**DATA EXCERPTS**
+ + + + +
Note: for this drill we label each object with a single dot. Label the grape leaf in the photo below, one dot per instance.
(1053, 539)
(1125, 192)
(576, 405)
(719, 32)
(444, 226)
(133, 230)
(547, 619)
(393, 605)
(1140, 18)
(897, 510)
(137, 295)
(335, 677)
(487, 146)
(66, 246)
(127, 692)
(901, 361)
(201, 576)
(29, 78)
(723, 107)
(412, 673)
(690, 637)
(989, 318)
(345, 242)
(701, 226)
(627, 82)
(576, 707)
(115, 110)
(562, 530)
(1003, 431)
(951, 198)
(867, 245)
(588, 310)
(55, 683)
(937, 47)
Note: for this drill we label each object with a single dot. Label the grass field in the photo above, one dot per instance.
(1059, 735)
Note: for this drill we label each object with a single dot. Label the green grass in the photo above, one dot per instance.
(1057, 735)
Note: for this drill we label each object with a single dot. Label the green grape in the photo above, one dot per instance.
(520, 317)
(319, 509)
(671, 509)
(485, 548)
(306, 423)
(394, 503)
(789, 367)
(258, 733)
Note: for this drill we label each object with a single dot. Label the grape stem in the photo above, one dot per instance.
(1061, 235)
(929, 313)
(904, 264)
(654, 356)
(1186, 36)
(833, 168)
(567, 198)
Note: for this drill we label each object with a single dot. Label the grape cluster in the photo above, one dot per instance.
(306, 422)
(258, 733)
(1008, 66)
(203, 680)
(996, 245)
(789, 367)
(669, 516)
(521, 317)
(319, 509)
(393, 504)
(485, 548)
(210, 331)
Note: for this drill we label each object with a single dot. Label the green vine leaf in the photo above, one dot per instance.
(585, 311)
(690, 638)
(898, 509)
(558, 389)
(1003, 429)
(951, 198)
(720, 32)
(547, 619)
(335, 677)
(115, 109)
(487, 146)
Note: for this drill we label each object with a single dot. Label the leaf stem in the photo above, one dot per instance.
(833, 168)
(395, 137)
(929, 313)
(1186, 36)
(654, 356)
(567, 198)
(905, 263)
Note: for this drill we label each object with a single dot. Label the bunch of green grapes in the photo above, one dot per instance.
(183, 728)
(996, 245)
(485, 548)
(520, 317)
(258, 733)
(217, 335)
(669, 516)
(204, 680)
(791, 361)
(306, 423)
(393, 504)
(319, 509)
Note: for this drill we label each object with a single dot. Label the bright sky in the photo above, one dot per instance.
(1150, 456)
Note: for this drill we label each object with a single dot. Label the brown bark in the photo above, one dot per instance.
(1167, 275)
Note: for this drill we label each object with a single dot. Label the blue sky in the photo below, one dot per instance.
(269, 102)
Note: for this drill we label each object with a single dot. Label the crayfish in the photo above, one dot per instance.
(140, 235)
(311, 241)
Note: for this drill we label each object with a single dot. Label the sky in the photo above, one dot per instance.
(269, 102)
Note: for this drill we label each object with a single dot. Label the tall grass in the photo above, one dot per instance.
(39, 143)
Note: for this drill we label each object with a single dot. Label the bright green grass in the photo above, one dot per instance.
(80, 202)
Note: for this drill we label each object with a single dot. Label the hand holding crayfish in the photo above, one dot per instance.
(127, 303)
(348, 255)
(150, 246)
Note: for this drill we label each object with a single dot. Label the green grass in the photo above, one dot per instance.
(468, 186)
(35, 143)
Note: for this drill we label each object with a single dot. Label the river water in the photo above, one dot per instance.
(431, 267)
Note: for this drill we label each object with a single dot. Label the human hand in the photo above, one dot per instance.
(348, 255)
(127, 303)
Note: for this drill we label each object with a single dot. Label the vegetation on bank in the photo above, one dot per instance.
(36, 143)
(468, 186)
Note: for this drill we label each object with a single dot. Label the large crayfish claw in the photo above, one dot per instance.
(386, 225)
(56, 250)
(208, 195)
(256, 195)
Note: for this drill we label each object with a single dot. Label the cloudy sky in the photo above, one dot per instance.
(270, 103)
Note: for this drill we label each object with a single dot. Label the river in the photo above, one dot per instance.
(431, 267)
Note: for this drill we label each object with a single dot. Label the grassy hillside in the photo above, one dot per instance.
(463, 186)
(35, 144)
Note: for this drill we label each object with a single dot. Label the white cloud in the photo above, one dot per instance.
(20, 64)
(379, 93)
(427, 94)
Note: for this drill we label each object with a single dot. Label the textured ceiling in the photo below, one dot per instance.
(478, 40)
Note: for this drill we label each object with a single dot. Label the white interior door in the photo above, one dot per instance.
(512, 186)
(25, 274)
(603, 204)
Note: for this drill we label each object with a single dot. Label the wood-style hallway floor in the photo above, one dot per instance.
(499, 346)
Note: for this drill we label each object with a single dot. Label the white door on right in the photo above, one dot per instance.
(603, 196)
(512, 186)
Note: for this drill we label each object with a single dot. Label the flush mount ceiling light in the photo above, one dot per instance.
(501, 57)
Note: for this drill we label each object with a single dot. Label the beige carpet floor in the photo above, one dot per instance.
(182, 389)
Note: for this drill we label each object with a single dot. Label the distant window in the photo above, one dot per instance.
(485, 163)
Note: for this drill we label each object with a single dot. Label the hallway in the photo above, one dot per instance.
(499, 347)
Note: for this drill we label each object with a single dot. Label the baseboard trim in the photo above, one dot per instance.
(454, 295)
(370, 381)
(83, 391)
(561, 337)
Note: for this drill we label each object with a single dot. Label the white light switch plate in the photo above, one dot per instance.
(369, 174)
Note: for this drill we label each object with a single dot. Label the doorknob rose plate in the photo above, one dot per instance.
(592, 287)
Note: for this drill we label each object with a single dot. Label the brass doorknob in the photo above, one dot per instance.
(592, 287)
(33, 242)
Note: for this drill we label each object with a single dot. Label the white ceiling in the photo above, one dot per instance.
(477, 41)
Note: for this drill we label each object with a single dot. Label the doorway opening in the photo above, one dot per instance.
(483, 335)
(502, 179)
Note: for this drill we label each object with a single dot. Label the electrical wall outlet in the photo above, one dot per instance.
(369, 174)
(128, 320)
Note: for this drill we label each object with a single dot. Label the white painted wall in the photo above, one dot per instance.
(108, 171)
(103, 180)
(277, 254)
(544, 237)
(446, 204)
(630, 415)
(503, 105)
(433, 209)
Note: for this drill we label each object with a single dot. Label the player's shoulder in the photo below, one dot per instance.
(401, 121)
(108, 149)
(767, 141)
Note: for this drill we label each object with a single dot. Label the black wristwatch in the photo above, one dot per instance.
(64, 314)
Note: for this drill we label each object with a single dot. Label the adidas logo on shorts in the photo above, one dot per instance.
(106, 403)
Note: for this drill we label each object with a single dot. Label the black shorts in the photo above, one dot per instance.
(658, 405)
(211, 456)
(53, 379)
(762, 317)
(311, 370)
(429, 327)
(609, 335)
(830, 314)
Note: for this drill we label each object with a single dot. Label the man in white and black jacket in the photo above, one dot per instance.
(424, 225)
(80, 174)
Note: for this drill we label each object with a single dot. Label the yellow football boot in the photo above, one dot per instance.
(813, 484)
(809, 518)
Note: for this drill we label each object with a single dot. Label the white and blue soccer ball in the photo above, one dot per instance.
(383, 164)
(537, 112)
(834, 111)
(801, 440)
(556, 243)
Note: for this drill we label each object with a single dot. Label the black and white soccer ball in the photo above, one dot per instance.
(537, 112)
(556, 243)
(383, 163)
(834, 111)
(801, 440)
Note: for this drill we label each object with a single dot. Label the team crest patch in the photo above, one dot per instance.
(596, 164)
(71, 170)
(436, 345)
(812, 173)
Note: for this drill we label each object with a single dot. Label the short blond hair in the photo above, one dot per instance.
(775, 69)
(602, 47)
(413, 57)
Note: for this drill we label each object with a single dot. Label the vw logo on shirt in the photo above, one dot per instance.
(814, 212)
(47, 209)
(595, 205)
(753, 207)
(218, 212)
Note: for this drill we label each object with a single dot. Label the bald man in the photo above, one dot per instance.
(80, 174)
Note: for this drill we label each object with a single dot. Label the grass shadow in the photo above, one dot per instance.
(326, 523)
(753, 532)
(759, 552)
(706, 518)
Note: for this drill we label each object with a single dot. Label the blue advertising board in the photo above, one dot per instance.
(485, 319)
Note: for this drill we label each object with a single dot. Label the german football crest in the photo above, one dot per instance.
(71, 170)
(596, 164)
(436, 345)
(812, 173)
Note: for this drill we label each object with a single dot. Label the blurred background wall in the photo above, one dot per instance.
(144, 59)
+ + + + +
A faithful copy of the lines from the line containing "Label the german" to the end of the data should be set down, both ends included, and nothing more.

Note: for this drill we label each object with a single dot. Label the german football crest in the photo above, one dot per instance.
(71, 170)
(596, 164)
(436, 345)
(812, 173)
Note: for this drill we label each object with a single dot. Label the blurred background wall in the photo above, one dot per instance.
(144, 59)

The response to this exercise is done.